EXTRACTED TEXT

------------

# anyone else have problems with the m12?



## taylorb765 (Jun 11, 2010)

Im having problems getting my 06 to go into 2nd and 4th. The car has 55k miles on it and has only made about 10 passes down the track and driving normal otherwise. It does not grind just acts like the shifter hits a block off plate then it slowly falls into gear. I have worked on alot of manual transmissions but never been inside a t-56 could this possibly be a shift rod-detent issue? Before someone asks skipshift has been turned off.


----------



## 87GN06GTO07IRL (Aug 10, 2009)

Syncros?


----------



## taylorb765 (Jun 11, 2010)

06gtoin216 said:


> Syncros?


Usually they will grind or pop out of gear this doesnt do either, just goes in hard. Dont really understand it, cant drive it in the winter anyway maybe ill get my first look at the inside of a t-56 but takes so many specialty tools to take them apart. I have changed the fluid with royal purple atf and didnt make a difference.


----------



## motoristx (Apr 27, 2010)

well, i have an idea... it might not be what your suffering but I've noticed gears hard to get into on mine.

GM put a lot of rubber gaskets and other crap all over that shifter assmblely, this includes some rubber bushing like spacers and a rubber seal on the main shifter plate. when i pulled my shifter plate (about 3 1/2 x 9 in.) i noticed if i tightened down too much it would bind on the shifter rail just under the plate. if i loosened it up, it would leak but i could shift easy...

------------

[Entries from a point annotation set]
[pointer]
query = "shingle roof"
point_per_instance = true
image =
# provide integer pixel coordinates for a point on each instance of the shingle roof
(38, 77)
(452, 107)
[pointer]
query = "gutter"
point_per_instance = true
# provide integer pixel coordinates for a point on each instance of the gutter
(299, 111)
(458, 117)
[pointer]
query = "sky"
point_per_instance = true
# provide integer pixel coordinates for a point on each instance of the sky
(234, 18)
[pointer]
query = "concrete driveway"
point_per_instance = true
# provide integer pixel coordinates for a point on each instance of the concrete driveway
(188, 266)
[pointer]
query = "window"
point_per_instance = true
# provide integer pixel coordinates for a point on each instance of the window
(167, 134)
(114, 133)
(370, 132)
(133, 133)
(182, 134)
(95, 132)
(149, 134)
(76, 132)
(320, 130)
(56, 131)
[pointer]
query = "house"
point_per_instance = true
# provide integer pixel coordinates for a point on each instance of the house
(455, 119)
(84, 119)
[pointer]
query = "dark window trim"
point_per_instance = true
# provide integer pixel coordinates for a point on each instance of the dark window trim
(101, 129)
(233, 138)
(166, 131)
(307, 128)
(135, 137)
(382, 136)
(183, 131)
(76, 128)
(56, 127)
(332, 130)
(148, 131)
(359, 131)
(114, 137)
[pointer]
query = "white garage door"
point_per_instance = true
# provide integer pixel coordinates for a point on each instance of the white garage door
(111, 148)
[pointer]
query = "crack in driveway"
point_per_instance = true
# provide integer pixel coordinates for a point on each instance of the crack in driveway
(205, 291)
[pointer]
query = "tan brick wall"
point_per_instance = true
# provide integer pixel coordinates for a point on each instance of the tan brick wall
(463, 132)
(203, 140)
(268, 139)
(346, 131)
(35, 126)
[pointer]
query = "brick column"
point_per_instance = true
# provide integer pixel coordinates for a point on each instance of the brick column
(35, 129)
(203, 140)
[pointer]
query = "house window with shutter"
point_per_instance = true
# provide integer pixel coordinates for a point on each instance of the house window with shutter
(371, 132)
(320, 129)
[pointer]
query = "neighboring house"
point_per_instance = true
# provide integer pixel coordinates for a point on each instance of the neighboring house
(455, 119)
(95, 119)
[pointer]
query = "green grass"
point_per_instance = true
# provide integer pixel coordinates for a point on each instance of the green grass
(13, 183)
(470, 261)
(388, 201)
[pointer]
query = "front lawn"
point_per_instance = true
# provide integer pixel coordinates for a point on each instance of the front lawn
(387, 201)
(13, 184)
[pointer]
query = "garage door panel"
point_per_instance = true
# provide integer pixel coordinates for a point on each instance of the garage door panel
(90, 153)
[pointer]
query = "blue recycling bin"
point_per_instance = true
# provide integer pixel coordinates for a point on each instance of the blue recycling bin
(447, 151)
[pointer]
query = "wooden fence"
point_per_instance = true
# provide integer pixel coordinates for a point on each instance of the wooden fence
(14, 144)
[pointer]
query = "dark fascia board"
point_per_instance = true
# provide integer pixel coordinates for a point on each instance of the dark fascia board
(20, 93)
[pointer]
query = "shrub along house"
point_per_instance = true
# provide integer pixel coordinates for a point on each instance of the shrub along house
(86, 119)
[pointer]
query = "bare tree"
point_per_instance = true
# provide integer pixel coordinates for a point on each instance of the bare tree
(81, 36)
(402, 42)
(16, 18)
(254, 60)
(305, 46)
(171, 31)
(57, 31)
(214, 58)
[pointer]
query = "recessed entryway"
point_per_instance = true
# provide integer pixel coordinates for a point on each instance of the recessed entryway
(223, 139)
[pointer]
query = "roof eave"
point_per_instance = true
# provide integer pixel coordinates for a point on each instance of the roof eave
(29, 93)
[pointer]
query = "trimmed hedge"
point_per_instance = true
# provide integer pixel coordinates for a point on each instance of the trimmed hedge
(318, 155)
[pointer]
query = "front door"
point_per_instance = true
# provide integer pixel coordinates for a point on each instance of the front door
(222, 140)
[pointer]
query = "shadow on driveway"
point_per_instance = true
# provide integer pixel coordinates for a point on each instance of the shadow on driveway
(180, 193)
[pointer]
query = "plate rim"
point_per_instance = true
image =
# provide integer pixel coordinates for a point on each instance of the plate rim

------------

PROBLEM REQUIREMENTS
Reproduce the passage of the forum thread on hard shifting from "# anyone else" up to and including "been turned off.".

TASK ANSWER
# anyone else have problems with the m12?



## taylorb765 (Jun 11, 2010)

Im having problems getting my 06 to go into 2nd and 4th. The car has 55k miles on it and has only made about 10 passes down the track and driving normal otherwise. It does not grind just acts like the shifter hits a block off plate then it slowly falls into gear. I have worked on alot of manual transmissions but never been inside a t-56 could this possibly be a shift rod-detent issue? Before someone asks skipshift has been turned off.